Dataset excerpts:
··········
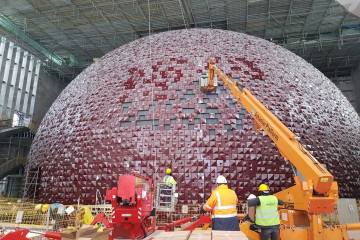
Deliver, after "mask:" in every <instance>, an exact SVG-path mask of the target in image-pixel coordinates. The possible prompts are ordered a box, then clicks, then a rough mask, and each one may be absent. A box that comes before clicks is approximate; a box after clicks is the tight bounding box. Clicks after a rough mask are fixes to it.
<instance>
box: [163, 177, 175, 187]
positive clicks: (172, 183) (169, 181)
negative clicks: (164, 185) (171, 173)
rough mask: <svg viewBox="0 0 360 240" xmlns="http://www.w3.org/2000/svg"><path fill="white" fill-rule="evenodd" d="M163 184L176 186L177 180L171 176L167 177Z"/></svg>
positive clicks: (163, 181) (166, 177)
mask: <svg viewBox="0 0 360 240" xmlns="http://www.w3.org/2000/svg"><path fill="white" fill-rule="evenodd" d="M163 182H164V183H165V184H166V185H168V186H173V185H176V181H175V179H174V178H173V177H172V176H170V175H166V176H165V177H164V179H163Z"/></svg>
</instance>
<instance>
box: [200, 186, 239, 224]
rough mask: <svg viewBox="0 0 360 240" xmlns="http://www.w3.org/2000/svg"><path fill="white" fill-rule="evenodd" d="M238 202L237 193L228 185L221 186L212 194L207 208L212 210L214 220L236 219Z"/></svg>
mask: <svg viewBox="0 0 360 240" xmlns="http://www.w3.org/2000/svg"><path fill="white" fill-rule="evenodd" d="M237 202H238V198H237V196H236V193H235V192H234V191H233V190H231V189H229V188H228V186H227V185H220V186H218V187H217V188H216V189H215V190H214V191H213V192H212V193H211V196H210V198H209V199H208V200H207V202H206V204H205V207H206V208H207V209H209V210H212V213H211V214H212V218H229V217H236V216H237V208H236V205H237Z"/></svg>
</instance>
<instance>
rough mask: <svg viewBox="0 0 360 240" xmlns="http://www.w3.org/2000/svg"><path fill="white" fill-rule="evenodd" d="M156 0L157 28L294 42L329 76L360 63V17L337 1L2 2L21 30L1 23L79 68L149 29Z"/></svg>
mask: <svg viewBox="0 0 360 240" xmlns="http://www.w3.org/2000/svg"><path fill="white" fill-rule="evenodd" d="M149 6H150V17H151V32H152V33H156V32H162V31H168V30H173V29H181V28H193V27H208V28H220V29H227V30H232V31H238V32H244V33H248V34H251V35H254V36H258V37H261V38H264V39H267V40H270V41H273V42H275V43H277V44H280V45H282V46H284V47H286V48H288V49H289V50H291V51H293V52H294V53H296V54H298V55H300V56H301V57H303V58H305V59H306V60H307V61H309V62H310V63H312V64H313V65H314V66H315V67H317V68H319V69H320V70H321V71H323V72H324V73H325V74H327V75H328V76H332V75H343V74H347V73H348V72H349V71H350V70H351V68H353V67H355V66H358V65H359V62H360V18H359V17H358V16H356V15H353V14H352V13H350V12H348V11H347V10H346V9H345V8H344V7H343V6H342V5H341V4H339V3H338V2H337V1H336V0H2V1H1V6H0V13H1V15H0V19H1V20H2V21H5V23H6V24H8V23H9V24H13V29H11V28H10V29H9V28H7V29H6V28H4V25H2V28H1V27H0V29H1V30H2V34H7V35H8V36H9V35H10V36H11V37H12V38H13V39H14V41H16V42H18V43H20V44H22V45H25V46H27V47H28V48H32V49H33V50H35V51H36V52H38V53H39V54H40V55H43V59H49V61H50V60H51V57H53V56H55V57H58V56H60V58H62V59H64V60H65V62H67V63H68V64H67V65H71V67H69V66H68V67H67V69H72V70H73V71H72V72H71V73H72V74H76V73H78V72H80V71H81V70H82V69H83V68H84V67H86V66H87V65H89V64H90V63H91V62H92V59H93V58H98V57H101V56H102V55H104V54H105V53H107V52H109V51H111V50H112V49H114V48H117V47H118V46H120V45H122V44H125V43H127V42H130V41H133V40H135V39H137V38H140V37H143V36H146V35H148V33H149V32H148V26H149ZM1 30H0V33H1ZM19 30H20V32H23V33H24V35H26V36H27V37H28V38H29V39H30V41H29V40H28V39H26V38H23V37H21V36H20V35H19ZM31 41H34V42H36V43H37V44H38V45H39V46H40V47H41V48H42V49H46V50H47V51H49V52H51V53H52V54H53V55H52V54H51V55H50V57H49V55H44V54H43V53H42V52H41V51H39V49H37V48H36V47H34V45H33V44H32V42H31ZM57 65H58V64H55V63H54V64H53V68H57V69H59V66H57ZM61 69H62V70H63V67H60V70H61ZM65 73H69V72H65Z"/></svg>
··········
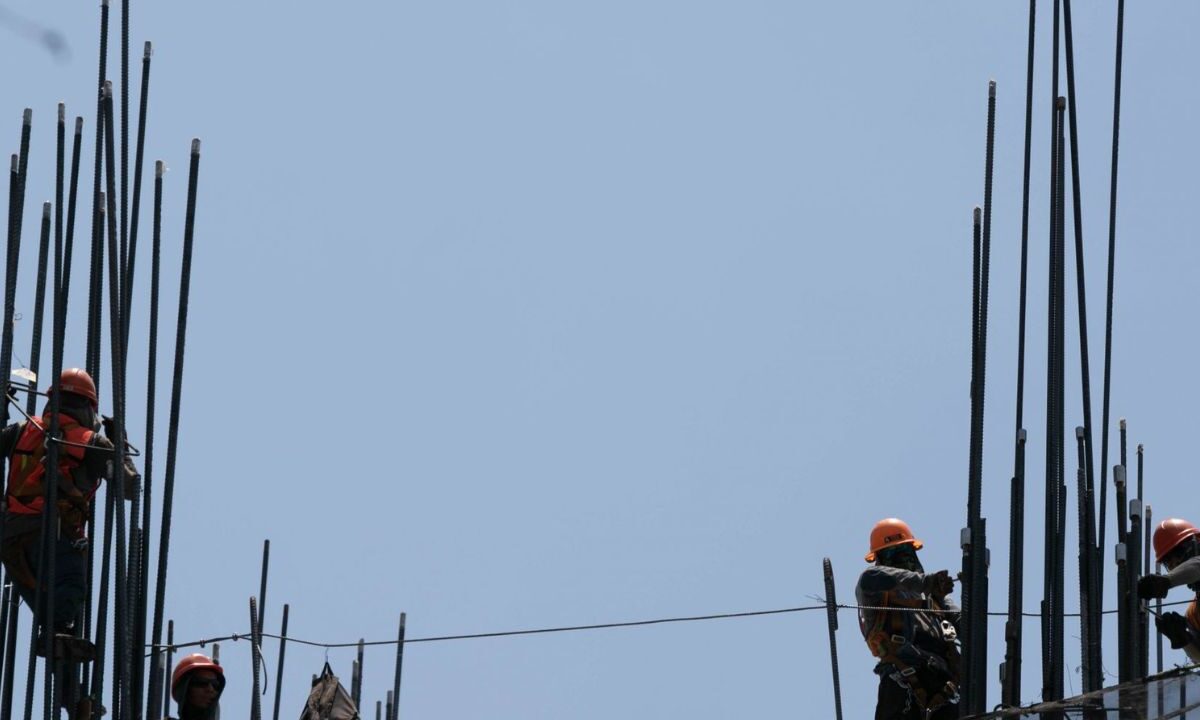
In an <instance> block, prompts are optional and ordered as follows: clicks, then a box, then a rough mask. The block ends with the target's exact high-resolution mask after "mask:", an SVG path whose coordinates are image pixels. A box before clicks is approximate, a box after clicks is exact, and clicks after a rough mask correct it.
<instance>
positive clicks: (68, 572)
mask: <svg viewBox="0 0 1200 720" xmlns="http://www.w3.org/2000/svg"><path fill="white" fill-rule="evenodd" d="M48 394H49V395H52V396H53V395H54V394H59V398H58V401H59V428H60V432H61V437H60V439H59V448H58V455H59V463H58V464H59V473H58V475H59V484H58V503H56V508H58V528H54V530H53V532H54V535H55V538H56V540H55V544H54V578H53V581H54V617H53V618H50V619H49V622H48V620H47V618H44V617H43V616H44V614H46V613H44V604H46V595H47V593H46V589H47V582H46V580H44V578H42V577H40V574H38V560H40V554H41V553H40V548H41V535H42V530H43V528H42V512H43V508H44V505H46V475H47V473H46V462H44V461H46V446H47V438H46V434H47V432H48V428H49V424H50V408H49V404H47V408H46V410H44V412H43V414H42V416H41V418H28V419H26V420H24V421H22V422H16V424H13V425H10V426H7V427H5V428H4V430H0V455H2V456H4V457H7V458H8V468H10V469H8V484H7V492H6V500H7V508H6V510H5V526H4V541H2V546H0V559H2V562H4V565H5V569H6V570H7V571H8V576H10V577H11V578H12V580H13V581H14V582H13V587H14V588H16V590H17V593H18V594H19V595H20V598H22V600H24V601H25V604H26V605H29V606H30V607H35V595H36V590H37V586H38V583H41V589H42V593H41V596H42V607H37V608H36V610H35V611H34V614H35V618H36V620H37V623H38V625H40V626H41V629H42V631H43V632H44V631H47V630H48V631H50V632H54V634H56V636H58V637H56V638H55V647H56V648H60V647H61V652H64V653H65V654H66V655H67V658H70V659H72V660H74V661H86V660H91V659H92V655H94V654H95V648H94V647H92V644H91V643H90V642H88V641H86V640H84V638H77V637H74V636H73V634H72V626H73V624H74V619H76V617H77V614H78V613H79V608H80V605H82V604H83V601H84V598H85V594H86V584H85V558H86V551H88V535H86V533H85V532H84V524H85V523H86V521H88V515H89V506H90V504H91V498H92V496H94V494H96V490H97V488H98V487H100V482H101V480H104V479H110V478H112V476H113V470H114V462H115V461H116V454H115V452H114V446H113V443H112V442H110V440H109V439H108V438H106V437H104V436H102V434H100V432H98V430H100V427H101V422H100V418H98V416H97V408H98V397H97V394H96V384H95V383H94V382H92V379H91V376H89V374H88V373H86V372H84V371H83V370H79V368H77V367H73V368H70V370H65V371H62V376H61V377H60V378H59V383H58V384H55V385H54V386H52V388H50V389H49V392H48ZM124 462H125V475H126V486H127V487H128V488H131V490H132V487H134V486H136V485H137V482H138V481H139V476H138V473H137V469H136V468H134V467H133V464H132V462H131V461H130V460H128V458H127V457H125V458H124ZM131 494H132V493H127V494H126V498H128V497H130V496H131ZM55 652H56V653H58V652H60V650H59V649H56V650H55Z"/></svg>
··········
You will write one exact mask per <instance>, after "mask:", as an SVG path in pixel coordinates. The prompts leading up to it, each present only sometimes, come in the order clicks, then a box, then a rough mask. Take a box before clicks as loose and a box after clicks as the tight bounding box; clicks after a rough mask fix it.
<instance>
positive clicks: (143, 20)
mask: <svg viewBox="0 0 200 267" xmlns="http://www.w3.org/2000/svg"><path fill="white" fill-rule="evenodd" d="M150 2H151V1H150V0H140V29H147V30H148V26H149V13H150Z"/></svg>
··········
What to work on: Copy down every line of the entries containing the word "bounding".

Expected answer:
Deliver, after "mask:" in every <instance>, an exact SVG-path mask of the target in image-pixel coordinates. The possible prompts are ordered a box, then clicks, then a rough mask, and each one may be absent. A box that comes before clicks is approximate; a box after clicks is the tight bounding box. Clicks after a rough mask are fixes to it.
You will write one exact mask per <instance>, after "mask:", as an SVG path in pixel coordinates. The prompts leading up to it, each present only sometimes, come in the order clicks, then a box, then a rough mask. Take a box before clicks as loose and a box after clicks as the tight bounding box; clicks after a rough mask fix it.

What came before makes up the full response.